:: STUDY QUESTIONS ::
a) Answer these questions about the review methods text, one per line:
(i) Which program was used to design the data extraction table?
(ii) How long without a reply from a corresponding author before the researchers will consider deleting the data?
(iii) Which software and version were used for statistical processing?
b) List every outcome observation indicator that the review methods text names for data extraction.
c) Proceed with the review methods text, starting after its final sentence on statistical indicators.

:: DOCUMENT EXCERPT ::
-- -- --

2.5.2. Data extraction.
A data extraction table was designed using Microsoft Excel after filtering the data. The data were extracted by two researchers (HS and HY), and then the data characteristics of the final included literature were sorted out, mainly including: study characteristics (including literature author, country, publication year, original inclusion and exclusion criteria, and sample size), characteristics of the research subjects (including sex, average age, medical history), clinical trial methods (including intervention measures, course of treatment), clinical trial methods (including intervention measures, courses of treatment), and outcome observation indicators (including total clinical response rate, cardiac function, blood sugar, blood lipids, adverse events, and follow-up results). If the information is incomplete, the original author of the article will be contacted by email or phone. Disagreements were resolved through consultation with a third researcher.
2.6. Missing data processing
If data were missing from the included studies, we contacted the corresponding authors for missing data and additional information. If the corresponding author does not reply after one month, we will consider deleting the data, or analyzing the available information and perform a sensitivity analysis to reduce the potential impact of the data on the results of this study.
2.7. Risk of bias assessment
Cochrane collaboration’s tool will be utilized for assessing risk of bias provided by the Cochrane Handbook for Systematic Reviews of Interventions to assess the risk of bias in the included literature; the literature will be rated as High risk of bias, Unclear risk of bias, Low risk of bias. The assessment included six domain-based evaluations, and the details are listed in Table 2. Two researchers (HS and HY) evaluated each article separately, and a third researcher (LHM) was consulted in cases of disagreement. Bias results are presented with the risk of bias ratio plot and the risk of bias assessment table.
Table 2.
The Cochrane collaboration’s tool for assessing risk of bias.
| Domain-based evaluation | Comment content |
|---|---|
| Selection bias | Random sequence generation |
| Allocation concealment | |
| Performance bias | Blinding of participants and personnel |
| Detection bias | Blinding of outcome assessment |
| Attrition bias | Incomplete outcome data |
| Reporting bias | Selective reporting |
| Other bias |
2.8. Data synthesis and analysis
Statistical processing was performed using Review Manager software (version 5.3), and the results are displayed as a forest plot.
2.8.1. Statistical indicators.
The count data were expressed as odds ratios, and the measurement data were expressed as weighted mean differences. All effect sizes were expressed with 95% confidence intervals, and P < .05 was considered statistically significant.

-- -- --

[Stored dataset items]
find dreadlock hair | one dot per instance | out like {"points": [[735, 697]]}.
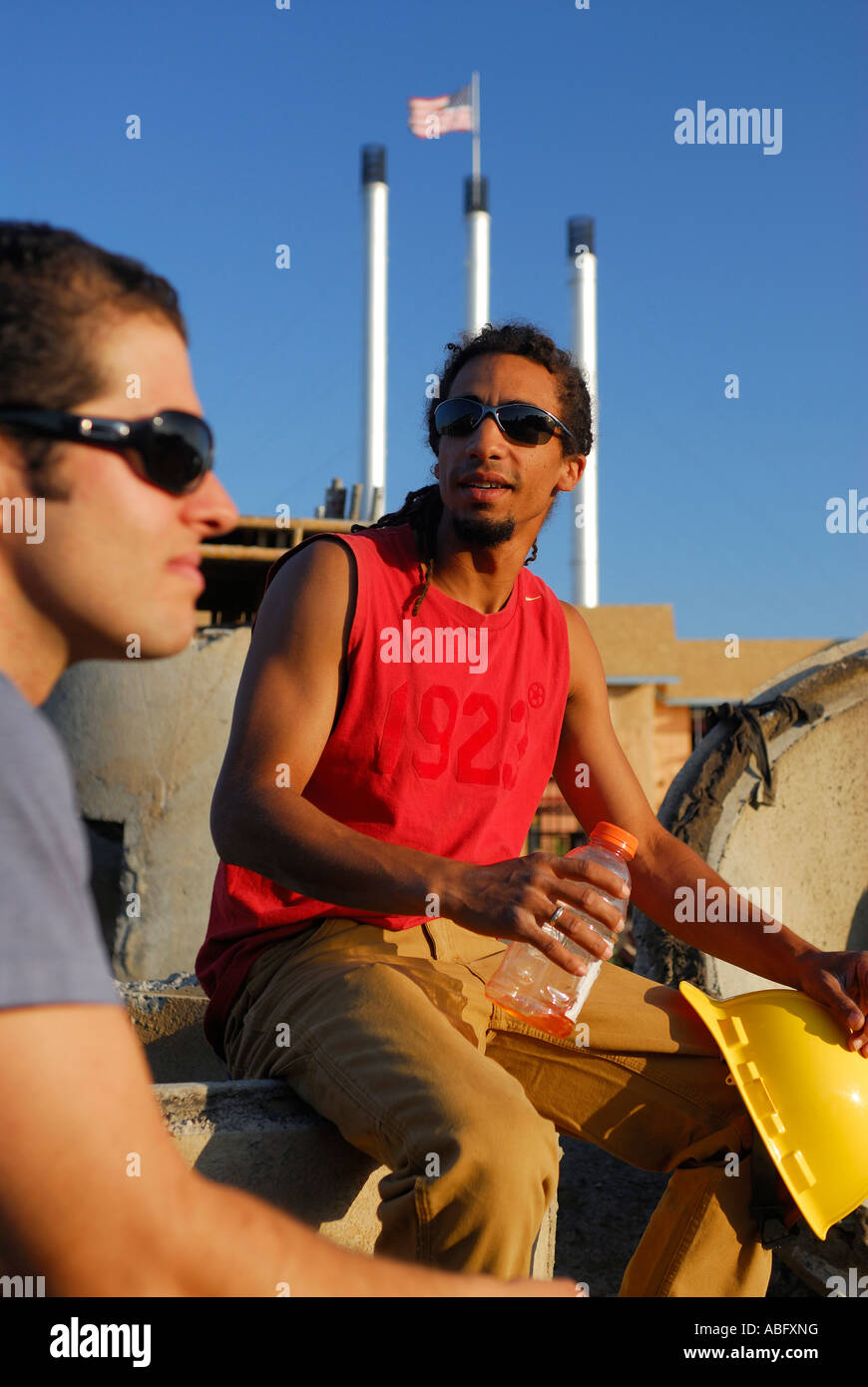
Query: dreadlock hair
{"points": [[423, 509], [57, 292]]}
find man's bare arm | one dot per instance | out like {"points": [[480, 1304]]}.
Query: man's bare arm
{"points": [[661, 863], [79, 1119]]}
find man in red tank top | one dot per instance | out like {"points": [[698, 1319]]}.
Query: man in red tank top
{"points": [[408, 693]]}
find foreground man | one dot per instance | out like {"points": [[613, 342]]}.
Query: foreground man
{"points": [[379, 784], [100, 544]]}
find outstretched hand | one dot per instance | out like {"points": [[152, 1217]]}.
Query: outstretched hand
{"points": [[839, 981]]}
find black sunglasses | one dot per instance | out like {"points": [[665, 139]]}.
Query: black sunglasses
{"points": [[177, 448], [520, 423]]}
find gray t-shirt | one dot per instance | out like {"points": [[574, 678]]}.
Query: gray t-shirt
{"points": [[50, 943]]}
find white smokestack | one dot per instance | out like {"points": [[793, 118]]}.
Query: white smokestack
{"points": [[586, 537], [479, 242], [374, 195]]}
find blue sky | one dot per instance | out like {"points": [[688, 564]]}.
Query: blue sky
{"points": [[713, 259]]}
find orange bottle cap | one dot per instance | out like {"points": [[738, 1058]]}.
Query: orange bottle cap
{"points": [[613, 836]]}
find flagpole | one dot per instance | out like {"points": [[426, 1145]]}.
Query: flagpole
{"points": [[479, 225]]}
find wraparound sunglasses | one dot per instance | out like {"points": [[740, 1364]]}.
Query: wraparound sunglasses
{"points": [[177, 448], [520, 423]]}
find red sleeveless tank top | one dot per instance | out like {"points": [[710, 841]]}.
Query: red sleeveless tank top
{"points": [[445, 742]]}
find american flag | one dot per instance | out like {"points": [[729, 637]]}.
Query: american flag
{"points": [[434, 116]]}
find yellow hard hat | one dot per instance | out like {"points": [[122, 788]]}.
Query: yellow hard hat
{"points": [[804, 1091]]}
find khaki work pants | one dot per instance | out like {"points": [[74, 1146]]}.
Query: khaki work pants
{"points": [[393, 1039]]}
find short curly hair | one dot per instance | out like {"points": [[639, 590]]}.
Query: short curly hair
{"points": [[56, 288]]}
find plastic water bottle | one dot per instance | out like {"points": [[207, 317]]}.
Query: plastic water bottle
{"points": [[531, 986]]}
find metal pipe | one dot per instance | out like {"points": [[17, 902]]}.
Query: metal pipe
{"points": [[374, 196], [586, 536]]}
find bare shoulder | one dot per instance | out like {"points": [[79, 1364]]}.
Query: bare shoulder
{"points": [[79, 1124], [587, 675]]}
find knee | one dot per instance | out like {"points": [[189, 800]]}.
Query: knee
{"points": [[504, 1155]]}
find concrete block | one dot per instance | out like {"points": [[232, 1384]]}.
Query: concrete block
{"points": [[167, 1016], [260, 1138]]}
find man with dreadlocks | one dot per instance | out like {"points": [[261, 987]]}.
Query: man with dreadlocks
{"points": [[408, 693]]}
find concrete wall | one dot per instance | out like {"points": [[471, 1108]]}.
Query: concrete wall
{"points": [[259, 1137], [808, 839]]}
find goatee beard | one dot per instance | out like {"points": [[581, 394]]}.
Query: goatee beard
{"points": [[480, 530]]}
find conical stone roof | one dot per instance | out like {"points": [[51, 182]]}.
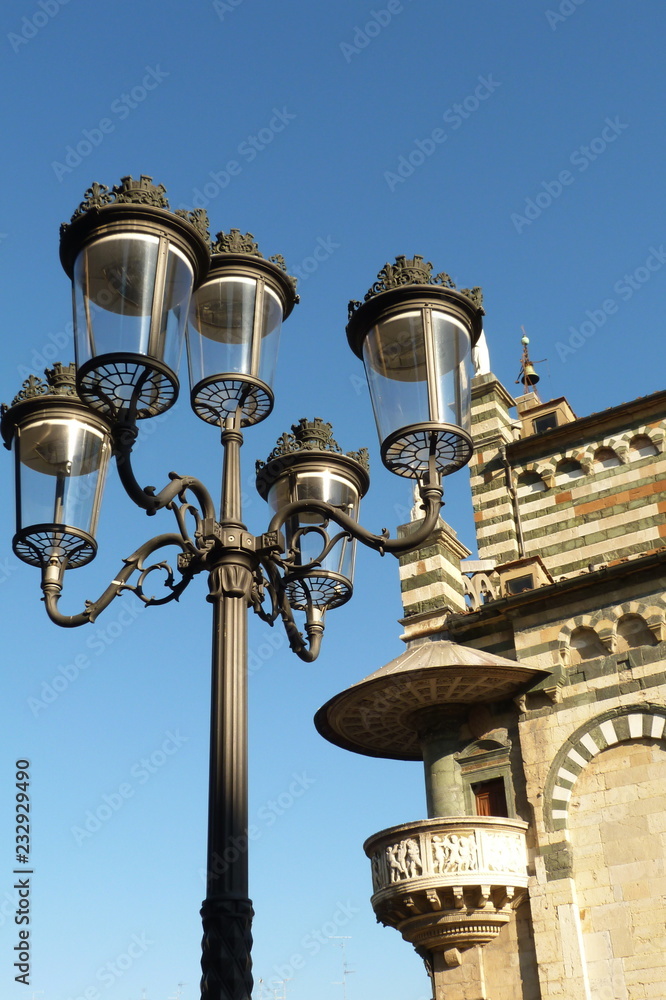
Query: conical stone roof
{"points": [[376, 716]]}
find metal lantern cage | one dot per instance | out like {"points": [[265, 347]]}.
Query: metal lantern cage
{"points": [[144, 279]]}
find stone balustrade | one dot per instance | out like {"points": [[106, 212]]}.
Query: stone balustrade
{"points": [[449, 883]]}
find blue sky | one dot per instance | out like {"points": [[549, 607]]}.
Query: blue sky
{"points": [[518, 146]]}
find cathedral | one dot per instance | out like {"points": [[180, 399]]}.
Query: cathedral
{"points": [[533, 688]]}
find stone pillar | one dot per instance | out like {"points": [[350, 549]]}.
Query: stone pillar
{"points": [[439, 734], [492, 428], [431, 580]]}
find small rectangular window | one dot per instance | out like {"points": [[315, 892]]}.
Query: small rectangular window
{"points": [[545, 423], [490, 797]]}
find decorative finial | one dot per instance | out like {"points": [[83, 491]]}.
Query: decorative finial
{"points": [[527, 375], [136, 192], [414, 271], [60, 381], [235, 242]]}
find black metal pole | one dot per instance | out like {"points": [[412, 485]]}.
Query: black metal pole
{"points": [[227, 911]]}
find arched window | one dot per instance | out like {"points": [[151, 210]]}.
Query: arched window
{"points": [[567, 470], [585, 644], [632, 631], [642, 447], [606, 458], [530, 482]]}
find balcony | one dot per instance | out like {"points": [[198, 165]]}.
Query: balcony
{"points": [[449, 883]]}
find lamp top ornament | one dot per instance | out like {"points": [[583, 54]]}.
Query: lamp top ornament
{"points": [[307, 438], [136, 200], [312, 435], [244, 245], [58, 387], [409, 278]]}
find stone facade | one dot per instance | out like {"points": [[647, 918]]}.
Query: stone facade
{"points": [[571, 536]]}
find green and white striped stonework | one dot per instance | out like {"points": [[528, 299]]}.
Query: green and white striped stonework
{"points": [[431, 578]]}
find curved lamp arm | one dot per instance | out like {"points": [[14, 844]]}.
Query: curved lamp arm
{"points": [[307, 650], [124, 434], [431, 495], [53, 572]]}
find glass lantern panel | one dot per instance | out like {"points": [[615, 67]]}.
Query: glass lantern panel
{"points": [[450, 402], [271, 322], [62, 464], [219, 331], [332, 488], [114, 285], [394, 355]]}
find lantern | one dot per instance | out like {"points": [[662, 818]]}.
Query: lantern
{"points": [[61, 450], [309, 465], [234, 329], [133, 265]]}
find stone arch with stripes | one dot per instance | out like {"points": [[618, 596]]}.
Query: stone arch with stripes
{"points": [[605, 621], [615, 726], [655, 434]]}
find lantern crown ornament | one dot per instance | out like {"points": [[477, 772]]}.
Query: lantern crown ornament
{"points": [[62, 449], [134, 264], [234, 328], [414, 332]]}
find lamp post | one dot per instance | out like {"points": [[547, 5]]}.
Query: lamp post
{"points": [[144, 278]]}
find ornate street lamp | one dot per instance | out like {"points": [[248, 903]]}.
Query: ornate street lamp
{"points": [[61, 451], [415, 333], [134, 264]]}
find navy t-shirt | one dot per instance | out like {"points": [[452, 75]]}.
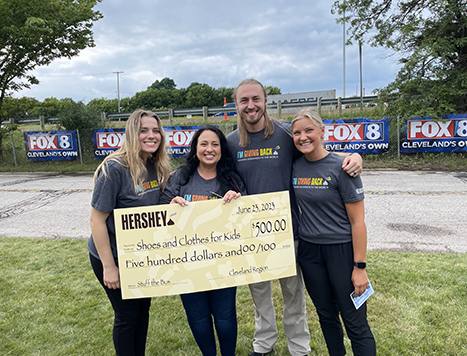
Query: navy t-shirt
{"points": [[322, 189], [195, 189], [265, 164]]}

-- -- --

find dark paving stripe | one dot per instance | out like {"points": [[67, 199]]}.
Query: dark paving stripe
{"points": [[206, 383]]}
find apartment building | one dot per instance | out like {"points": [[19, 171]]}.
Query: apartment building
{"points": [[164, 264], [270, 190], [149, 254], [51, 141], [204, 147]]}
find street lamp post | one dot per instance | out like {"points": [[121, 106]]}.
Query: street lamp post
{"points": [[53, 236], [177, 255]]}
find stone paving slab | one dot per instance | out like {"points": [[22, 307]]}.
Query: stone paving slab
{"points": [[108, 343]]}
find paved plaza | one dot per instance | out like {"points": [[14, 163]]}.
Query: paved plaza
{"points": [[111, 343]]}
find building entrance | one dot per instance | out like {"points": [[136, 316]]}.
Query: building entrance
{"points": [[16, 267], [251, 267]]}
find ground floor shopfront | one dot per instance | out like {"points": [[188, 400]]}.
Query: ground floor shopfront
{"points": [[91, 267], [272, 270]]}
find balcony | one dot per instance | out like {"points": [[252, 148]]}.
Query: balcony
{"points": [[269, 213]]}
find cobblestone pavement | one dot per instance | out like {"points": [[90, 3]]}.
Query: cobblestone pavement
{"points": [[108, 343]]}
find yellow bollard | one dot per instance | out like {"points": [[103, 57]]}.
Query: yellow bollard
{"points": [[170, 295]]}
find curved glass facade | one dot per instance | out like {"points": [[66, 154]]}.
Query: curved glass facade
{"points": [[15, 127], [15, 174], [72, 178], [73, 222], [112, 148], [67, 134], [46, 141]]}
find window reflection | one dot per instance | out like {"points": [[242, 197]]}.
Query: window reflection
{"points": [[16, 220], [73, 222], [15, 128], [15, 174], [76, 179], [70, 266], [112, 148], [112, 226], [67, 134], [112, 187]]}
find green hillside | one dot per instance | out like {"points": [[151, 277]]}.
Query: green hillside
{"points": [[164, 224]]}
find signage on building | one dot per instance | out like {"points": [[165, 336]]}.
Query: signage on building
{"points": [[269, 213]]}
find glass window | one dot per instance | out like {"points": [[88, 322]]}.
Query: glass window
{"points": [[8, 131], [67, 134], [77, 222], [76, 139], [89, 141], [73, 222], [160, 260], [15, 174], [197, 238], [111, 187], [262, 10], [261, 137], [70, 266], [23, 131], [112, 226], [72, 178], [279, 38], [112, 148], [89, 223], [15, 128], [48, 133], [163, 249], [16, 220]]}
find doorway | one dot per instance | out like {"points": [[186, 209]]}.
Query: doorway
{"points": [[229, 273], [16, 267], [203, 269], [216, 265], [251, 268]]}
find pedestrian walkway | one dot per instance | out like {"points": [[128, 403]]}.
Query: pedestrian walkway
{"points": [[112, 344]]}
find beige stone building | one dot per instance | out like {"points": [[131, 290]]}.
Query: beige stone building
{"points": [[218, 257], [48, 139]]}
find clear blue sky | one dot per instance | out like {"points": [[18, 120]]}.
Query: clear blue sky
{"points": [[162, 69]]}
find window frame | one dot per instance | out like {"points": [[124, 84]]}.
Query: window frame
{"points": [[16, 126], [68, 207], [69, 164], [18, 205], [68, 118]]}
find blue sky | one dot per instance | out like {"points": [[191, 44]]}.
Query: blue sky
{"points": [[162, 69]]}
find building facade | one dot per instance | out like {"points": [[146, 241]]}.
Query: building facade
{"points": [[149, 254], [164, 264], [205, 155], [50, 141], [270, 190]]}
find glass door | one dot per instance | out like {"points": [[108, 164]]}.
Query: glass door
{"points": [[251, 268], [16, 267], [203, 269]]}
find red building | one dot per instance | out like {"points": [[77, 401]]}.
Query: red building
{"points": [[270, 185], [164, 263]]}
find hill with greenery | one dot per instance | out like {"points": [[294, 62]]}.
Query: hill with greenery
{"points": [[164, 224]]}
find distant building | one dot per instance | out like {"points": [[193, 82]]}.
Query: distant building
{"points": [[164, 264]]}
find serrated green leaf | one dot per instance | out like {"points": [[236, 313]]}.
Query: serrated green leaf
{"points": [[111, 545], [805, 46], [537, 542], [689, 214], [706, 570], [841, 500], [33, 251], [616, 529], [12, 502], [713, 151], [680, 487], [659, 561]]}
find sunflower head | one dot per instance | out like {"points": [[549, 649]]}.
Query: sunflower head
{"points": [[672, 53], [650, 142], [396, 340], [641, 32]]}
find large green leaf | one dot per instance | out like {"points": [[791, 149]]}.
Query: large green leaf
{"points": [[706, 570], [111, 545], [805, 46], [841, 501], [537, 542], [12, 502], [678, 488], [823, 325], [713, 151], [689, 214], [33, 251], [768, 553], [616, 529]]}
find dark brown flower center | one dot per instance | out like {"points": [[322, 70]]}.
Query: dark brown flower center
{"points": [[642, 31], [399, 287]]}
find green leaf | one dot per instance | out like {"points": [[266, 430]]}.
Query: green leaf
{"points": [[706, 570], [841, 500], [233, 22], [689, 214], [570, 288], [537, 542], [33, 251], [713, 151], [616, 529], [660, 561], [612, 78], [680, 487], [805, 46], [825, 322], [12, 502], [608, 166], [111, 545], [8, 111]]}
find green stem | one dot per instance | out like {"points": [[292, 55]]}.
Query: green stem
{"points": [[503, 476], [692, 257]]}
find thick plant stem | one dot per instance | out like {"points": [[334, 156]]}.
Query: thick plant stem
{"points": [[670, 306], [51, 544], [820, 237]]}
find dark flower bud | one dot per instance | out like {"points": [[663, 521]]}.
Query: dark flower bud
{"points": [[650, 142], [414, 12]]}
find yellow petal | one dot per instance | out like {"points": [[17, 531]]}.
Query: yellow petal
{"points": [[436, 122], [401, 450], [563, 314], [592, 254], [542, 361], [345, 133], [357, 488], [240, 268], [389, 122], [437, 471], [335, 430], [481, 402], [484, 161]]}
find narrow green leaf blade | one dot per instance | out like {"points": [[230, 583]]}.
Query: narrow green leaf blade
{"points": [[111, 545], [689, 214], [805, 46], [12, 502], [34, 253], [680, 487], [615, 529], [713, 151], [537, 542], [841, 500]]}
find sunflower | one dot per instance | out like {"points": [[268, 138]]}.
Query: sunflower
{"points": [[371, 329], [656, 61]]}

-- -- --

:: ANSWERS FOR THE EXERCISE ::
a)
(i) Microsoft Excel
(ii) One month
(iii) Review Manager, version 5.3

b) Total clinical response rate, cardiac function, blood sugar, blood lipids, adverse events, follow-up results

c)
2.8.2. Assessment of heterogeneity.
I2 test was used for statistical heterogeneity tests. If P ≥ .1, I2 ≤ 50%, it indicated that the heterogeneity of each study was small, and a fixed effect model was used for analysis; if P < .1, I2 > 50%, indicating that the heterogeneity was large, and a random effect model was selected.
2.9. Supplementary analysis
2.9.1. Subgroup analysis.
When there is large heterogeneity, subgroup analysis (e.g., age, intervention, and duration of treatment) can be used to analyze the source of heterogeneity.
2.9.2. Sensitivity analysis.
Sensitivity analyses will be performed if low-quality studies are included. In addition, sensitivity analysis was performed when there was large heterogeneity between the studies.
2.10. Assessment of reporting biases
A funnel plot was used to assess the presence of reporting bias.
3. Discussion
DC is a major adverse factor that affects the prognosis and survival of patients with diabetes. Owing to the complex pathogenesis and non-obvious early stage symptoms, the diagnosis and treatment of DC have brought great difficulties. In recent years, with the extensive development of basic research on Chinese herbal medicine, the mechanism of action of Chinese medicine in DC treatment has been scientifically confirmed.[15] Breviscapine can interfere with the Nrf2 signaling pathway to improve the cardiac function of the DC mouse model[18]; Andrographis paniculata Ester protects the DC myocardium by down-regulating the expression of signaling pathways such as IL-6 and NF-κB[19]; bakuchiol can inhibit cardiomyocyte fibrosis.[20] A large number of clinical trials of traditional Chinese medicine in the treatment of DC have been carried out, and the effectiveness of traditional Chinese medicine in the treatment of DC has been confirmed. However, no high-quality systematic reviews and meta-analyses related to DC have been published, and their efficacy and safety have not been widely recognized. This study aimed to comprehensively summarize the clinical evidence of various traditional Chinese medicines in the treatment of DC, to explore their clinical efficacy and safety, and to explore the efficacy of traditional Chinese medicine formulations (such as decoctions, proprietary Chinese medicines, and injections) in the treatment of DC through subgroup analysis. This study provides high-quality evidence-based medical evidence for clinical diagnosis and treatment to help clinicians choose the best treatment plan.
Author contributions
Conceptualization: Shuo Han.
Data curation: Shuo Han, Yuan Hou, Huaman Liu.
Funding acquisition: Huaman Liu, Quanlin Zhao.
Methodology: Shuo Han, Yuan Hou.
Software: Shuo Han, Yuan Hou.
Supervision: Huaman Liu, Quanlin Zhao.
Writing – original draft: Shuo Han.
Abbreviations:
- DC =
- Diabetic cardiomyopathy
Data sharing not applicable to this article as no datasets were generated or analyzed during the current study.
The study was supported by National Natural Science Foundation of China funded project (no: 81804034).
The authors have no conflicts of interest to disclose.
This study was registered in PROSPERO (CRD42022352653).
How to cite this article: Han S, Hou Y, Liu H, Zhao Q. The efficacy and safety of traditional Chinese medicine treating diabetic cardiomyopathy: A protocol for systematic review and meta-analysis. Medicine 2022;101:47(e31269).
Contributor Information
Yuan Hou, Email: houyuan621@163.com.
Huaman Liu, Email: 771213139@qq.com.
Quanlin Zhao, Email: 737310559@qq.com.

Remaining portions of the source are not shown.